**EXERCISE OBJECTIVE**
Pull out each line below that contains the string "foliage", treating uppercase and lowercase as different.

Excerpts of location labeling data

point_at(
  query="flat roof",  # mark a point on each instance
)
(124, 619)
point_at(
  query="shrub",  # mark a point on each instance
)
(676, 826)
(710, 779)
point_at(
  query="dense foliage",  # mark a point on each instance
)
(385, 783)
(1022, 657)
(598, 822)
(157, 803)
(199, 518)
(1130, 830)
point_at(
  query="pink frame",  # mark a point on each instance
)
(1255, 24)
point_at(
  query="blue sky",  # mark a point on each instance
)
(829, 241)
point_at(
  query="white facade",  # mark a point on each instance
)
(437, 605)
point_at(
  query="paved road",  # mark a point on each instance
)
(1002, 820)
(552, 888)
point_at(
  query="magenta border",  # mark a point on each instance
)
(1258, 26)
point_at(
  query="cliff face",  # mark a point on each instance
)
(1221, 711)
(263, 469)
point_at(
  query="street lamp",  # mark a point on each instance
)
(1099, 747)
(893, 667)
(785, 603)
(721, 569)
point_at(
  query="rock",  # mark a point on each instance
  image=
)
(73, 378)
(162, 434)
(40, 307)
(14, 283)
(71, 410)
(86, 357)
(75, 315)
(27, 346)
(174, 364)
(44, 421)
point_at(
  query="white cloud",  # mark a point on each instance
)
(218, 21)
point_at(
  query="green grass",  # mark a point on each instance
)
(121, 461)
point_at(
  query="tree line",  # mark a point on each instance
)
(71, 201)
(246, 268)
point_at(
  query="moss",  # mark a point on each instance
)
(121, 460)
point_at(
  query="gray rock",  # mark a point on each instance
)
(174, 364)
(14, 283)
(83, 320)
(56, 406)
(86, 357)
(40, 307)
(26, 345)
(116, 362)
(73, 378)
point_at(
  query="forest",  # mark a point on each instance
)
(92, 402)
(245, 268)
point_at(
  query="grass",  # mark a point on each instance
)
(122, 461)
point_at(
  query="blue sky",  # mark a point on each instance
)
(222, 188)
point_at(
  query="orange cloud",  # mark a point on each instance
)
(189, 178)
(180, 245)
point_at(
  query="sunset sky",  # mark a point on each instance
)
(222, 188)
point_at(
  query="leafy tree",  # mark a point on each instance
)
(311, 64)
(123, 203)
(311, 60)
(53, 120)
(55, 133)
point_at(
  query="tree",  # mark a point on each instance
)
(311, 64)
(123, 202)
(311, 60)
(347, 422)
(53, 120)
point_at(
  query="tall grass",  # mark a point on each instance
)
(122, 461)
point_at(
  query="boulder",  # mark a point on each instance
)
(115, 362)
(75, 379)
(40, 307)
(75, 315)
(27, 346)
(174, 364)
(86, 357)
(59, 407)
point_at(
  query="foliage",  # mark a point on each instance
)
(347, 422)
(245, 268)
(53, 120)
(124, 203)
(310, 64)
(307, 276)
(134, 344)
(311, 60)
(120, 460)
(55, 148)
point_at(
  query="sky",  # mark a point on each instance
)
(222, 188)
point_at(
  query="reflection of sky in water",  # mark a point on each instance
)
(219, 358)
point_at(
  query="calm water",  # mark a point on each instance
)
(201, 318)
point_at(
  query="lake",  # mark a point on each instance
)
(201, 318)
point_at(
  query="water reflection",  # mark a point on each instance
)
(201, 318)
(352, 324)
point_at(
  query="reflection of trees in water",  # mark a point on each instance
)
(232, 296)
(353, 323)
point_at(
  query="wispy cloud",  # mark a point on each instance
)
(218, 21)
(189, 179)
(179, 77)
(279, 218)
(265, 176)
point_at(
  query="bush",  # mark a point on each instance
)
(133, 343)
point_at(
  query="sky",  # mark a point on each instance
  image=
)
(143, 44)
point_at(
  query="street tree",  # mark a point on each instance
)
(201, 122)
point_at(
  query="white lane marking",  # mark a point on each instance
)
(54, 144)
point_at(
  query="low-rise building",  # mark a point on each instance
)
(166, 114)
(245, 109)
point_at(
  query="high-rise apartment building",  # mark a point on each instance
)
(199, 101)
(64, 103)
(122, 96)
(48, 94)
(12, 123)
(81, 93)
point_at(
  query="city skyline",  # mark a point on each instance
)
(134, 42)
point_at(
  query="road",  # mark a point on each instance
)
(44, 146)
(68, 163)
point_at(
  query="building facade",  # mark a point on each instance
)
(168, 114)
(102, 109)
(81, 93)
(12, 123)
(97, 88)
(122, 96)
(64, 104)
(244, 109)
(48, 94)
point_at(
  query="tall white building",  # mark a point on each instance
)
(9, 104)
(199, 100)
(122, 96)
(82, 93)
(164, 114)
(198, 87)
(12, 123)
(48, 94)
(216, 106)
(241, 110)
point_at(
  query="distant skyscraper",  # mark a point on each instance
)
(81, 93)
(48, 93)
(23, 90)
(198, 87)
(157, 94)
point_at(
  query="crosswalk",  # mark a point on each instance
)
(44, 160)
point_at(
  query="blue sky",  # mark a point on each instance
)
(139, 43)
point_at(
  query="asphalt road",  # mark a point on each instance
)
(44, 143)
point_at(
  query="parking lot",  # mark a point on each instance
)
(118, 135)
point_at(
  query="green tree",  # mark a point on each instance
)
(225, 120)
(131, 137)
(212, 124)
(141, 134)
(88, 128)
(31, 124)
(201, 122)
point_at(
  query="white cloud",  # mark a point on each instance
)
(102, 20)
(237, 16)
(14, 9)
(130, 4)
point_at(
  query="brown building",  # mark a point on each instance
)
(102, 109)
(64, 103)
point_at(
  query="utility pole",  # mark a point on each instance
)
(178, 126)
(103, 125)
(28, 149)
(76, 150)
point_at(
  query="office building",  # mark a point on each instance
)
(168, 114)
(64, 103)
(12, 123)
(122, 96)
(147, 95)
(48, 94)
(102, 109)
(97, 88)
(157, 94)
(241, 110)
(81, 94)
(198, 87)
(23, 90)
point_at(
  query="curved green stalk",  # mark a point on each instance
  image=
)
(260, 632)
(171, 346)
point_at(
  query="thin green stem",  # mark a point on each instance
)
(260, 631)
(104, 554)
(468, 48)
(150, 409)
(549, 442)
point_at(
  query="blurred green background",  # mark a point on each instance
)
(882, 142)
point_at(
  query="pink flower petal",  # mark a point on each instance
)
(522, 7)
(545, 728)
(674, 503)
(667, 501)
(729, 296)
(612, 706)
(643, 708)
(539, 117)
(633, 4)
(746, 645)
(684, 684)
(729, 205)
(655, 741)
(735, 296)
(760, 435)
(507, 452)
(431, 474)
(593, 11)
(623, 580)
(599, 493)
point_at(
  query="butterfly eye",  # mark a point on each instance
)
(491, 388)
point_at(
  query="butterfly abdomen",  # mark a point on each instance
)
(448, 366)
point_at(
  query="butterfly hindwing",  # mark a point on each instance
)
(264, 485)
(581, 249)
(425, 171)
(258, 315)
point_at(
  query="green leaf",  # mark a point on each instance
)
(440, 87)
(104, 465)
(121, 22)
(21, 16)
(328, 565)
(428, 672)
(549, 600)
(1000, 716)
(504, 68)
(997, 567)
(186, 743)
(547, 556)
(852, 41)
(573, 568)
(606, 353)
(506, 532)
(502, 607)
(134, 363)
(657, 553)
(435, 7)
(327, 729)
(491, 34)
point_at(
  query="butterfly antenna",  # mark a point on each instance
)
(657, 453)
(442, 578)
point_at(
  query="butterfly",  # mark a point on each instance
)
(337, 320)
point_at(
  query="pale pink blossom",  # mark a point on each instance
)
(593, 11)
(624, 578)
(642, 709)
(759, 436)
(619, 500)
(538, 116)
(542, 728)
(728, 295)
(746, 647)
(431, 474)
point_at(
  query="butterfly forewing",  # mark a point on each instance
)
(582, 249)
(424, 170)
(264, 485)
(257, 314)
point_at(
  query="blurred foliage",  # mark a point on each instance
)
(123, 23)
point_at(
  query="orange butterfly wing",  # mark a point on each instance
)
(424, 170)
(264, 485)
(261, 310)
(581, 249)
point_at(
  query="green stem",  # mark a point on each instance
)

==

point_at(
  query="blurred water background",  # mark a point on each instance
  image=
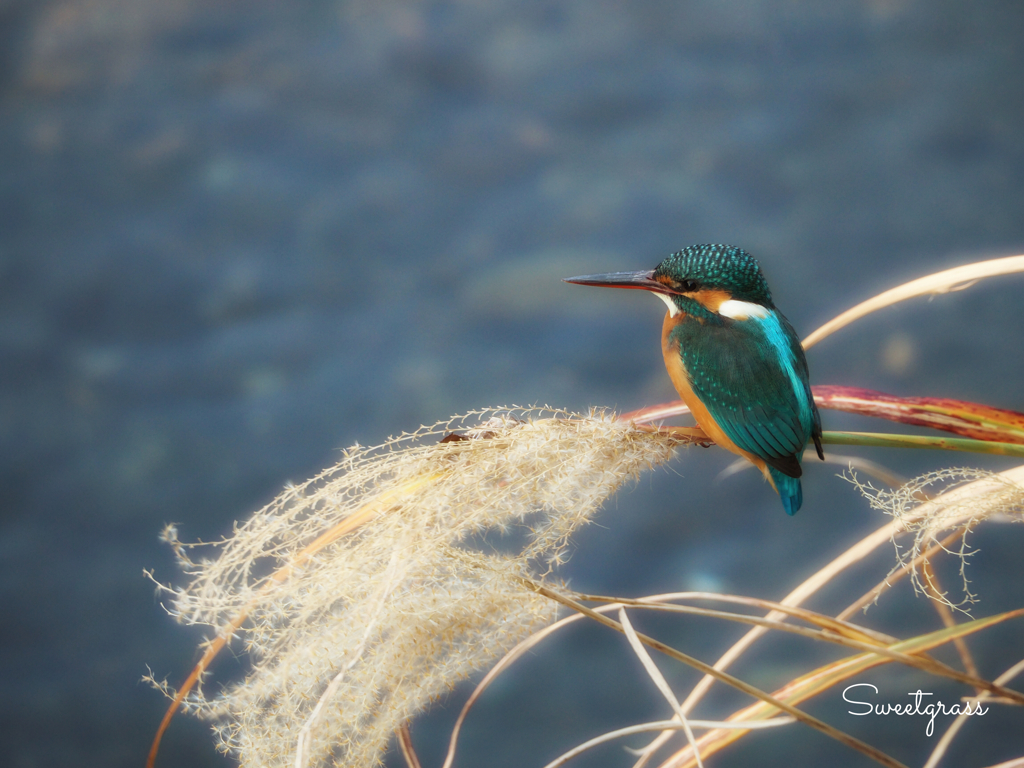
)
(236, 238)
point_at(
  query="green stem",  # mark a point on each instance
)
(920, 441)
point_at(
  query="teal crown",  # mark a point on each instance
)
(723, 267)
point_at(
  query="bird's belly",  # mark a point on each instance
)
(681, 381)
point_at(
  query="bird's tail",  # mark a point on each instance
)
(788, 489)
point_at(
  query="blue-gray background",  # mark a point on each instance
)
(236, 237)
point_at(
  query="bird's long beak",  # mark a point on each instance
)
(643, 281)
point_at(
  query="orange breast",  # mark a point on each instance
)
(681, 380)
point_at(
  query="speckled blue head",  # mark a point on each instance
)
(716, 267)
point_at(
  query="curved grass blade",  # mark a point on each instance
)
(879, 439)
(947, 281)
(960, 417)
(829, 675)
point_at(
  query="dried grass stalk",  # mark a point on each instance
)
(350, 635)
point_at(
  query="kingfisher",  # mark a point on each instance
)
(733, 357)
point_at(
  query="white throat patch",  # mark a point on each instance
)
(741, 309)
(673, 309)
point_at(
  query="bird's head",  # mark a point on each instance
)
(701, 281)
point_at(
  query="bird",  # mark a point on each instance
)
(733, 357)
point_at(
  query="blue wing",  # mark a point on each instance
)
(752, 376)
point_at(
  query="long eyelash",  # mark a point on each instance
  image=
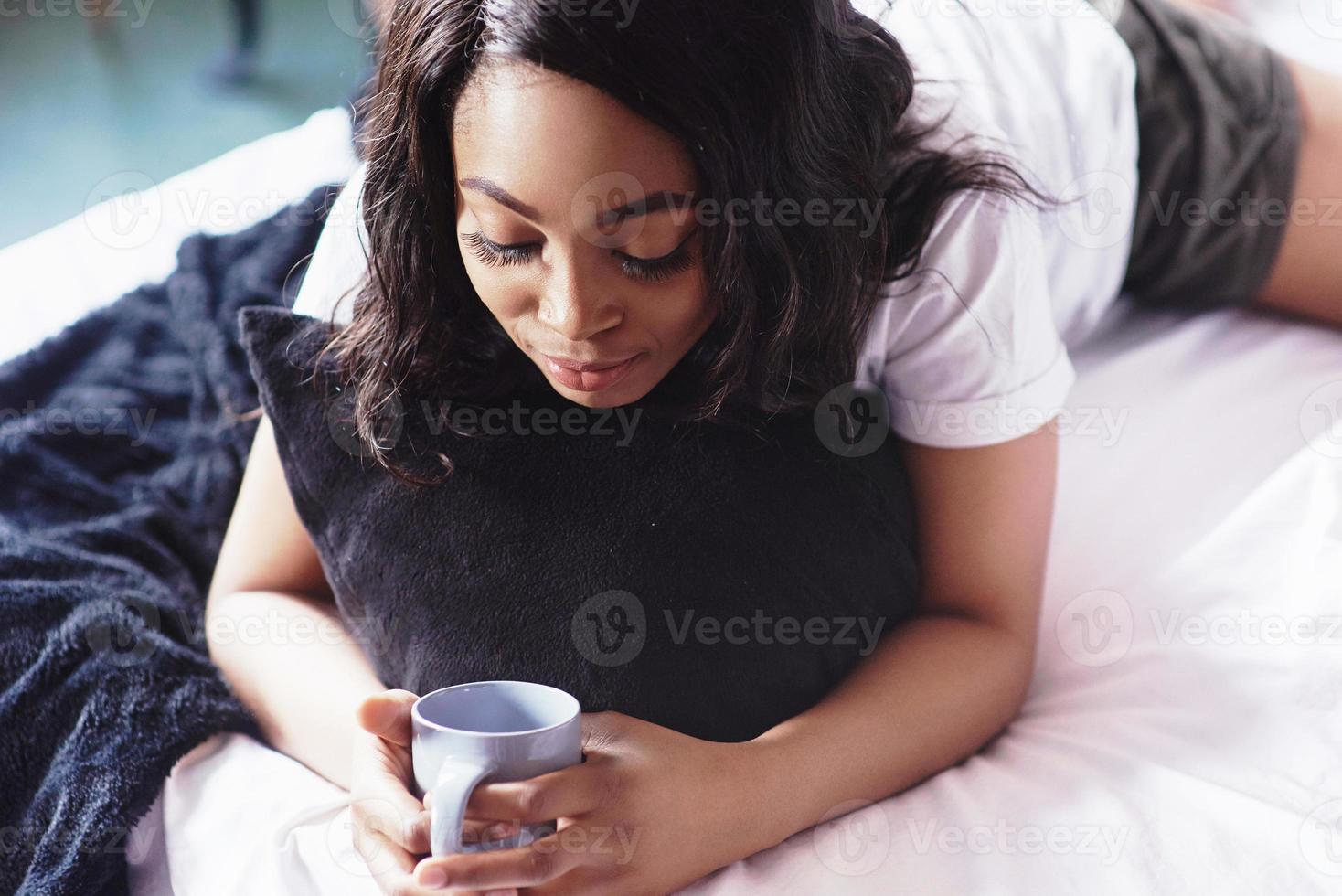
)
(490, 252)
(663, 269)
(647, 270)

---

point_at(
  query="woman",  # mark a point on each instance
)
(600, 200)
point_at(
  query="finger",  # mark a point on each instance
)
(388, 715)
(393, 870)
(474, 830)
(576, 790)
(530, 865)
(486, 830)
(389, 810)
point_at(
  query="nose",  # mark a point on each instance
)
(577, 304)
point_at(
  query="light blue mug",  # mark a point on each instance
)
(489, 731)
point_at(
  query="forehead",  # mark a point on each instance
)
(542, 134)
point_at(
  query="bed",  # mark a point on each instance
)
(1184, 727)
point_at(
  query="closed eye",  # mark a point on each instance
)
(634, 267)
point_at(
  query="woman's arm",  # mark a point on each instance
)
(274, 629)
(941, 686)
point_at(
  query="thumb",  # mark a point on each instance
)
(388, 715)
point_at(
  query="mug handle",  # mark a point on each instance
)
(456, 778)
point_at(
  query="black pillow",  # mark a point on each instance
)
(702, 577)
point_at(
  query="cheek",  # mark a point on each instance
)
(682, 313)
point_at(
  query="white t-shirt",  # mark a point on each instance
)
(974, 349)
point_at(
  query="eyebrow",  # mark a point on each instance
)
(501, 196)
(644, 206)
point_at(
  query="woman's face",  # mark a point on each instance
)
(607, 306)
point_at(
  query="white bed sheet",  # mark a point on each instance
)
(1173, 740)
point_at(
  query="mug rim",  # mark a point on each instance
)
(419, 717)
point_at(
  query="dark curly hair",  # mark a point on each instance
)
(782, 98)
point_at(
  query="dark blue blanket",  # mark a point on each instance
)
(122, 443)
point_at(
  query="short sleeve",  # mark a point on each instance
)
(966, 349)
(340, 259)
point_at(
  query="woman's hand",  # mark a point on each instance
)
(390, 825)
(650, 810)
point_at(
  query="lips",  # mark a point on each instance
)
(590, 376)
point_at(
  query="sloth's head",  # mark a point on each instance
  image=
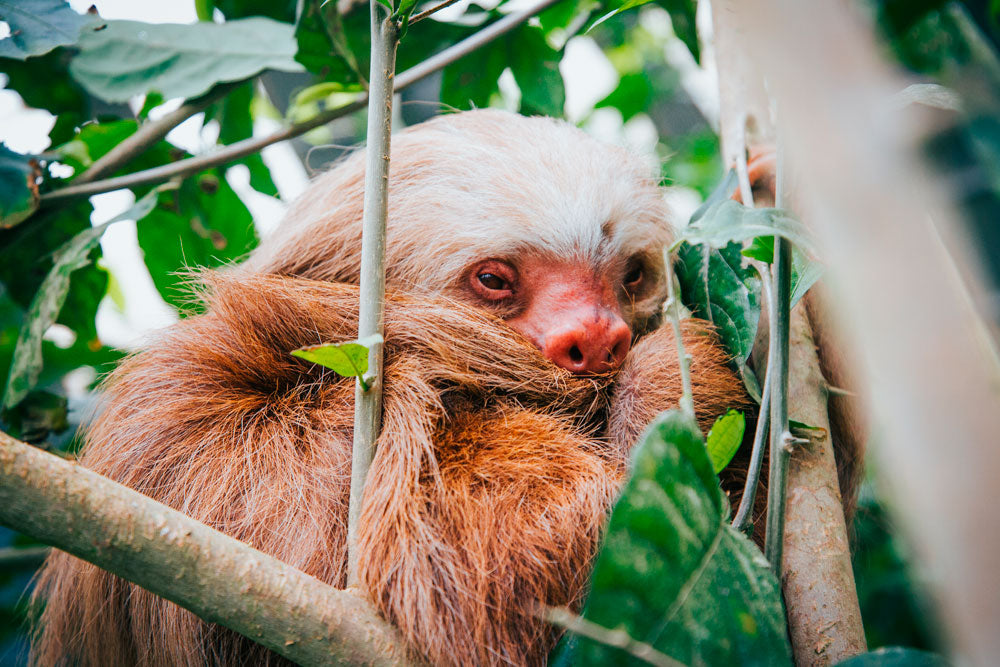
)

**COMPLETE OUTPUT**
  query="dense foliage",  # mark a point on each instance
  query="foliage",  # mark a point on each instance
  query="blurred foliage",  # mark a point on each instance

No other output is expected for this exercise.